▶ **WHAT IS REQUIRED**:
Please duplicate the lines below word for word.

----- DATA RECORDS

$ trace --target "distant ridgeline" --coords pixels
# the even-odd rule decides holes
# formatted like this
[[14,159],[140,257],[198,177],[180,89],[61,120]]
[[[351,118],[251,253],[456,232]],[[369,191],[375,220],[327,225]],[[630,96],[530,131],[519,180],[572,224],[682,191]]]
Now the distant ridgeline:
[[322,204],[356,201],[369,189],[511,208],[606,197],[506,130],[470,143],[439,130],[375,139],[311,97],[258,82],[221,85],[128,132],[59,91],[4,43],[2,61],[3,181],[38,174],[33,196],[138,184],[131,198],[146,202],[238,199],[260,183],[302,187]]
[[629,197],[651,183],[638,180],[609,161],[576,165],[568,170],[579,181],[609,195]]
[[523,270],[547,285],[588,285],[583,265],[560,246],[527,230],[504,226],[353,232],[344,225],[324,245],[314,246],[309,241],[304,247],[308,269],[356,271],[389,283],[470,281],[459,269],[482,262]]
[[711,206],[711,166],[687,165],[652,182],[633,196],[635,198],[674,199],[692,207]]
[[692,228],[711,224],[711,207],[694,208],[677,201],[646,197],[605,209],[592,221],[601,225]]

----------

▶ **SOLVED EXERCISE**:
$ trace --target "distant ridgeline" --coords pixels
# the even-odd rule decides holes
# formatted like this
[[14,159],[140,257],[198,177],[180,89],[61,120]]
[[[351,118],[251,253],[456,232]],[[369,191],[375,220],[327,225]],[[630,96],[530,131],[519,180],[572,224],[682,191]]]
Now the distant ridgeline:
[[322,204],[356,201],[369,189],[511,208],[606,197],[506,130],[470,143],[439,130],[375,139],[311,97],[258,82],[221,85],[128,132],[59,91],[4,43],[2,61],[3,181],[38,174],[33,196],[138,184],[131,198],[146,202],[238,199],[260,183],[302,187]]
[[629,197],[651,183],[638,180],[609,161],[576,165],[568,170],[579,181],[609,195]]
[[523,270],[547,285],[588,285],[583,265],[560,246],[527,230],[504,226],[353,232],[344,225],[324,245],[314,246],[309,241],[304,247],[308,269],[356,271],[389,283],[470,281],[459,269],[482,262]]
[[711,206],[711,166],[687,165],[652,182],[633,196],[635,198],[674,199],[692,207]]
[[692,228],[711,224],[711,207],[694,208],[677,201],[646,197],[605,209],[592,221],[601,225]]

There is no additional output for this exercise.